SELECTED TEXT:
Member of the Chamber of Deputies
- In office 15 May 1965 – 15 May 1969
- Constituency: 9th Departmental Group
- In office 15 May 1957 – 15 May 1961

Personal details
- Born: 2 October 1916 Melipilla, Chile
- Died: 17 October 1971 (aged 55) Santiago, Chile
- Party: Falange Nacional; Christian Democratic Party;
- Spouse: María Estela Godoy Silva
- Children: María Loreto, María Valeria
- Education: University of Chile; Pontifical Catholic University of Chile;
- Occupation: Politician
- Profession: Lawyer

= José Manuel Isla =

Chilean lawyer and politician (1916–1971)

José Manuel Isla Hevia (2 October 1916 – 17 October 1971) was a Chilean lawyer and politician, member of the Falange Nacional and later the Christian Democratic Party.

He was deputy from 1957 to 1961 and again from 1965 to 1969; he served as Vice President of the Chamber of Deputies from 25 May 1965 to 31 January 1967; elected senator in 1969, serving until his death in 1971.

==Early life==
He was born in Melipilla on 2 October 1916, son of Pedro Isla and Teresa Hevia Alfaro. He studied primary in Colegio San Ignacio (1925-1929) and secondary at Instituto O'Higgins of Rancagua and Liceo de San Fernando. He studied law at the University of Chile and Pontificia Universidad Católica de Chile, graduating in 1945 with the thesis "Bases para una Futura Legislación de Crédito Agrícola".

He married María Estela Godoy Silva; they had two daughters: María Loreto and María Valeria.

MATERIAL SUPPLIED:
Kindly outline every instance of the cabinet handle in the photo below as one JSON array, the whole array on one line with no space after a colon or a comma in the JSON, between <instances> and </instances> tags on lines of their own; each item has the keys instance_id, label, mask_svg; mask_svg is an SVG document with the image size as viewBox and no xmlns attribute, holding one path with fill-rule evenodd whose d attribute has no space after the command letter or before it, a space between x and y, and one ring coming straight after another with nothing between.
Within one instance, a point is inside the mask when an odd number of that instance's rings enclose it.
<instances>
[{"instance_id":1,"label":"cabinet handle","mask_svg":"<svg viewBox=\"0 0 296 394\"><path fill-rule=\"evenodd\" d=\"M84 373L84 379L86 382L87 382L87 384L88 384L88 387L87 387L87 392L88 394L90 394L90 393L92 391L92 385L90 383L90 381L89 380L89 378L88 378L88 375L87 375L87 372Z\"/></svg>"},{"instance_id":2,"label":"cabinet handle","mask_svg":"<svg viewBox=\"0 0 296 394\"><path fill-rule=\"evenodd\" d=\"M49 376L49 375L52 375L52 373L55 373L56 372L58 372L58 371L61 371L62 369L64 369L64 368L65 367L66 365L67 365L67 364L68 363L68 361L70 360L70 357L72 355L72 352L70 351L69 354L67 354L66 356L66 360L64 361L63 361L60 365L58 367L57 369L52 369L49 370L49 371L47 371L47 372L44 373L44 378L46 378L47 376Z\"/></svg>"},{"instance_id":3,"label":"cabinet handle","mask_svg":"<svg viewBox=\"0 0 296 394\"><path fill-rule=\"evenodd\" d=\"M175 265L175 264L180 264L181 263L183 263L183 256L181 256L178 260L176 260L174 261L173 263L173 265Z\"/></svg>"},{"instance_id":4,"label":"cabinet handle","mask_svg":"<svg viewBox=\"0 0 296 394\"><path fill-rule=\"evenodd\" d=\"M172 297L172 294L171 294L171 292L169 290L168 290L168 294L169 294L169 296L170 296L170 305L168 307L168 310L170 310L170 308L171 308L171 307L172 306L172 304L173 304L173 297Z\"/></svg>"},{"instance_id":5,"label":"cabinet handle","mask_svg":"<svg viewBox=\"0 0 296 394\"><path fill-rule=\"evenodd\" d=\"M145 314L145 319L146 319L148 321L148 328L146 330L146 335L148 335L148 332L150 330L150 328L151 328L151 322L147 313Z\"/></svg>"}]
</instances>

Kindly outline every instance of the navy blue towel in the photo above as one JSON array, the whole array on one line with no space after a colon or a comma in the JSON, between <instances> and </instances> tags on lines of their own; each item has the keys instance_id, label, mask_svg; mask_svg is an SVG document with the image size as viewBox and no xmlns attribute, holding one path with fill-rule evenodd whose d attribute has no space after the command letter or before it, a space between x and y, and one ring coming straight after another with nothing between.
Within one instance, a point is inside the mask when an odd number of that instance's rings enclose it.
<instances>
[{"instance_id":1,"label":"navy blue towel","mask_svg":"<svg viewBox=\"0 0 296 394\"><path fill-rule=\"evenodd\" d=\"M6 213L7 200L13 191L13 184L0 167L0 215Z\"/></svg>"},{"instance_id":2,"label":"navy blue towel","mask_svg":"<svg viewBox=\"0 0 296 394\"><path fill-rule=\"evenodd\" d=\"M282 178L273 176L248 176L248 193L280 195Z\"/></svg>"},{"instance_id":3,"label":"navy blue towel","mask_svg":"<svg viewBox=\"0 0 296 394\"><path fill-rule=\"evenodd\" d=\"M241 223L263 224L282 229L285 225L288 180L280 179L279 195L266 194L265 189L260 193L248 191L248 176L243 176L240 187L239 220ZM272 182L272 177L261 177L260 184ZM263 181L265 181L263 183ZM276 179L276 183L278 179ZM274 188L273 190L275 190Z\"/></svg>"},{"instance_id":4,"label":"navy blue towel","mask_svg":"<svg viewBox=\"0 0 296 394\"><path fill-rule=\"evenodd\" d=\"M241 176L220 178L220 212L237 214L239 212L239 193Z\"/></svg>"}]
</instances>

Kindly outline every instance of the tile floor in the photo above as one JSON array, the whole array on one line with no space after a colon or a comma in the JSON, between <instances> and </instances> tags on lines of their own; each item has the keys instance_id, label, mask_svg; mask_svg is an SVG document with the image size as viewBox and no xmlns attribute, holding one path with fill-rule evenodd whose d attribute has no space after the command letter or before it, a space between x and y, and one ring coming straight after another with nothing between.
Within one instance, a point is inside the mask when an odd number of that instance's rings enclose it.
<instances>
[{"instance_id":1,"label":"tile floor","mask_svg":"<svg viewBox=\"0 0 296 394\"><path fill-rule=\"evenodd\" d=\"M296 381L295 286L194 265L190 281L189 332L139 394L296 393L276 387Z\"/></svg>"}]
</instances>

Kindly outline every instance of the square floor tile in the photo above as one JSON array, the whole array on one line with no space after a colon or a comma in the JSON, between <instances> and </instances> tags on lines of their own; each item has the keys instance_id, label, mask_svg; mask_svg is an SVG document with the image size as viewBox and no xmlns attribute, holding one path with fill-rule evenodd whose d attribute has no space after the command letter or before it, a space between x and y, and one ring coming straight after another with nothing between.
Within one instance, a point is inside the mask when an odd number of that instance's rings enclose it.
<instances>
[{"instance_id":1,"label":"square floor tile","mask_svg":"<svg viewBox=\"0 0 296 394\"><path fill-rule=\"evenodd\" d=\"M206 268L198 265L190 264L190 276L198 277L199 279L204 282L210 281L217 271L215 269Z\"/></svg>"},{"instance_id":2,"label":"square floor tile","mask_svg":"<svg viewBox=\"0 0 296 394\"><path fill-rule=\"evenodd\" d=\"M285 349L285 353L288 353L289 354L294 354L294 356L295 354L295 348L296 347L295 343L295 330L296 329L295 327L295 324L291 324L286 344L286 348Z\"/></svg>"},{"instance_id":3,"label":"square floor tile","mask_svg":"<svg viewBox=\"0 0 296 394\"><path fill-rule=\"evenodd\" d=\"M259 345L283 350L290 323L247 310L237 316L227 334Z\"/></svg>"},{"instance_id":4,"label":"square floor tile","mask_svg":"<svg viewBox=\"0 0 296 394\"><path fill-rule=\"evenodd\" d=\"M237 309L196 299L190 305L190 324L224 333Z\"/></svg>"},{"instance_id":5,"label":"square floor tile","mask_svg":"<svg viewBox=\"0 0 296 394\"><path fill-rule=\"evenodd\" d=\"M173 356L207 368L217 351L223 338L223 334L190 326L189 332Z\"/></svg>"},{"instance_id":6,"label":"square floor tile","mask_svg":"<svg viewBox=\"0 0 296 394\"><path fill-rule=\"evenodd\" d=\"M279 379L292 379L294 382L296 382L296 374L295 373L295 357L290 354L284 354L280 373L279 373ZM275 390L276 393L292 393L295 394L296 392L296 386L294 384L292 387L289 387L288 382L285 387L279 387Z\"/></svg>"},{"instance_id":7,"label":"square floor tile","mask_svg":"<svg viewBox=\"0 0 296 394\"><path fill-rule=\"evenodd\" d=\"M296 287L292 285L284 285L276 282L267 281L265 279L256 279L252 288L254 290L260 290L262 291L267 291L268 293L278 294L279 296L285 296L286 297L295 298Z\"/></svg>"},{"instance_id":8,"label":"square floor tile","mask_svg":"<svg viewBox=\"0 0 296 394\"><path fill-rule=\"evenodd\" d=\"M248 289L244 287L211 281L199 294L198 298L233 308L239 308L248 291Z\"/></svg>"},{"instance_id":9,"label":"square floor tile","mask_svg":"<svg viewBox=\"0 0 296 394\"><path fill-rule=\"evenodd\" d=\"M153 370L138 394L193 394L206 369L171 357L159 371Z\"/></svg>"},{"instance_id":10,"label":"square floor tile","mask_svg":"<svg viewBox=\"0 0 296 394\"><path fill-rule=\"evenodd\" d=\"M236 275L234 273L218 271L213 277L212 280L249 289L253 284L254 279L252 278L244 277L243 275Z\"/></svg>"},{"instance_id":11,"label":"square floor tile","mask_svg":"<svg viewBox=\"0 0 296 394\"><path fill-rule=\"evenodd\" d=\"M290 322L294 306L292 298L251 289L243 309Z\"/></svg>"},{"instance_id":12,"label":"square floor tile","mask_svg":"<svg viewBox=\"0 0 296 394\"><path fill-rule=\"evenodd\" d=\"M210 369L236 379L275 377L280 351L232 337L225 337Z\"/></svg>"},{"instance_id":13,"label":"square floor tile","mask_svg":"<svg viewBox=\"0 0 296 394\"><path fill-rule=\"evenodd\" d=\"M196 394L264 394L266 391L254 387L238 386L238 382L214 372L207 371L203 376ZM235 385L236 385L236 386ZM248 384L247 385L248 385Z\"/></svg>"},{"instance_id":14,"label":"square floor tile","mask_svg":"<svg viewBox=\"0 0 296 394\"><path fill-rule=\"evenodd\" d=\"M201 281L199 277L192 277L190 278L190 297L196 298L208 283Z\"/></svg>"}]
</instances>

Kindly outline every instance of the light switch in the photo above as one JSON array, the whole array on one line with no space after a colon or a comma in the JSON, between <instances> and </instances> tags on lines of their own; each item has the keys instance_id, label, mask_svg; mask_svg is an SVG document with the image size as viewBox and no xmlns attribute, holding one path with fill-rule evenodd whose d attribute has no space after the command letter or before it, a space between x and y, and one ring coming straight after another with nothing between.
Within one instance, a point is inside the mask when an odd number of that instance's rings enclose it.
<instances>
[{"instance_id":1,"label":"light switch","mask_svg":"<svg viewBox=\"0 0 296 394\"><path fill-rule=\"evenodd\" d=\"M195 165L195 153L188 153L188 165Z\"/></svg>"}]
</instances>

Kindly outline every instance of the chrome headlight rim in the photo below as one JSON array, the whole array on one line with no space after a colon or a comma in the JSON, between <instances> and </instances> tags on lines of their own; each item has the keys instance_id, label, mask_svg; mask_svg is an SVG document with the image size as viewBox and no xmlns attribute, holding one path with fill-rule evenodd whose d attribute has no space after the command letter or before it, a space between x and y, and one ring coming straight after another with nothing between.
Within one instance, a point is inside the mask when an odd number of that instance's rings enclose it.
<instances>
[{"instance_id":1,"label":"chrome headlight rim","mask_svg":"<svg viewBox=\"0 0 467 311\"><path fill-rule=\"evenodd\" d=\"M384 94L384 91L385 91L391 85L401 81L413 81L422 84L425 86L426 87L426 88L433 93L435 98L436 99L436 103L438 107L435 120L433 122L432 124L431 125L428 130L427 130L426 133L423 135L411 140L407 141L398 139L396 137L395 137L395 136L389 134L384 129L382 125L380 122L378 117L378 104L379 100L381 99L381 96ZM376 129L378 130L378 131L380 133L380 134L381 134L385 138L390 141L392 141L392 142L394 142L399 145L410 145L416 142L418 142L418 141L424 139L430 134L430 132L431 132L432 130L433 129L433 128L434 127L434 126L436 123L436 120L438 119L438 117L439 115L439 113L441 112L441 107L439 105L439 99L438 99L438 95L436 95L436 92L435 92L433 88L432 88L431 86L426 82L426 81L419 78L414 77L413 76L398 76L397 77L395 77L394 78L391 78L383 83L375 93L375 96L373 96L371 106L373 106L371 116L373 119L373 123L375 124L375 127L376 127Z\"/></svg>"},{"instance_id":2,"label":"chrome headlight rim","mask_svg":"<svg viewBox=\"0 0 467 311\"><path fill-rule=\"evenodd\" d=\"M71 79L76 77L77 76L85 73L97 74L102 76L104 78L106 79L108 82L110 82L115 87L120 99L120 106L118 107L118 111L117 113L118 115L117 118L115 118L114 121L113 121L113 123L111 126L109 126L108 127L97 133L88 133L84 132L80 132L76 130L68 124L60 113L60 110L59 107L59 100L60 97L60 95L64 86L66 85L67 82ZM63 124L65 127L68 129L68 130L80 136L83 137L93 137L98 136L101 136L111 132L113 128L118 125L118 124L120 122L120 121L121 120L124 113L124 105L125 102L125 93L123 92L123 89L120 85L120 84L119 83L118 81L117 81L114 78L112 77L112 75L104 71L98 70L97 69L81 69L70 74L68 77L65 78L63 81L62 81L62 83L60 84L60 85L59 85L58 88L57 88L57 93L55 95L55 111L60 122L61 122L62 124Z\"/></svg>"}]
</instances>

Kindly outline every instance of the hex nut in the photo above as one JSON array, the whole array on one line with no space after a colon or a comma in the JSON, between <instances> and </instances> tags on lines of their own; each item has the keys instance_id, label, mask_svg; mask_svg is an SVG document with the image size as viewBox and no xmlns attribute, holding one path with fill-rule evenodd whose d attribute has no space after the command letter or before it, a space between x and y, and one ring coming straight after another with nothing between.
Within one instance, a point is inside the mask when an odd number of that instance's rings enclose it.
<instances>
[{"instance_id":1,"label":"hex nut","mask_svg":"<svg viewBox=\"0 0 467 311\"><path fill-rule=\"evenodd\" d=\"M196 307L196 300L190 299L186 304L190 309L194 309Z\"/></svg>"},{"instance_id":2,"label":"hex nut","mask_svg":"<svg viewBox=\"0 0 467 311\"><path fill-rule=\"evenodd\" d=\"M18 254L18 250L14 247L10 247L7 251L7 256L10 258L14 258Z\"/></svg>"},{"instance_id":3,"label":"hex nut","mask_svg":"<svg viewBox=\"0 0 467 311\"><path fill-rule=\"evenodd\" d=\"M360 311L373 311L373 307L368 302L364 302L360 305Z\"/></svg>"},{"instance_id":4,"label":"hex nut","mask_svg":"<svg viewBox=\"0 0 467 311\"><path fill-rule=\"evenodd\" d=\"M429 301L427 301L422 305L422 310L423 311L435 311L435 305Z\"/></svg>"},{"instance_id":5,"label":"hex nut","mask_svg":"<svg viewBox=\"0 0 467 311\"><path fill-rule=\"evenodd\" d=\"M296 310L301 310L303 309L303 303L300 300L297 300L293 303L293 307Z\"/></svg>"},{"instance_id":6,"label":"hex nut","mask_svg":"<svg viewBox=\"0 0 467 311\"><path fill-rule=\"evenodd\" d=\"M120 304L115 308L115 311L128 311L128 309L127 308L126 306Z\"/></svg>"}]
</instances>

WHAT IS BEING ASKED: Retype the biography of José Manuel Isla in full, with no changes.

ANSWER SECTION:
Member of the Chamber of Deputies
- In office 15 May 1965 – 15 May 1969
- Constituency: 9th Departmental Group
- In office 15 May 1957 – 15 May 1961

Personal details
- Born: 2 October 1916 Melipilla, Chile
- Died: 17 October 1971 (aged 55) Santiago, Chile
- Party: Falange Nacional; Christian Democratic Party;
- Spouse: María Estela Godoy Silva
- Children: María Loreto, María Valeria
- Education: University of Chile; Pontifical Catholic University of Chile;
- Occupation: Politician
- Profession: Lawyer

= José Manuel Isla =

Chilean lawyer and politician (1916–1971)

José Manuel Isla Hevia (2 October 1916 – 17 October 1971) was a Chilean lawyer and politician, member of the Falange Nacional and later the Christian Democratic Party.

He was deputy from 1957 to 1961 and again from 1965 to 1969; he served as Vice President of the Chamber of Deputies from 25 May 1965 to 31 January 1967; elected senator in 1969, serving until his death in 1971.

==Early life==
He was born in Melipilla on 2 October 1916, son of Pedro Isla and Teresa Hevia Alfaro. He studied primary in Colegio San Ignacio (1925-1929) and secondary at Instituto O'Higgins of Rancagua and Liceo de San Fernando. He studied law at the University of Chile and Pontificia Universidad Católica de Chile, graduating in 1945 with the thesis "Bases para una Futura Legislación de Crédito Agrícola".

He married María Estela Godoy Silva; they had two daughters: María Loreto and María Valeria.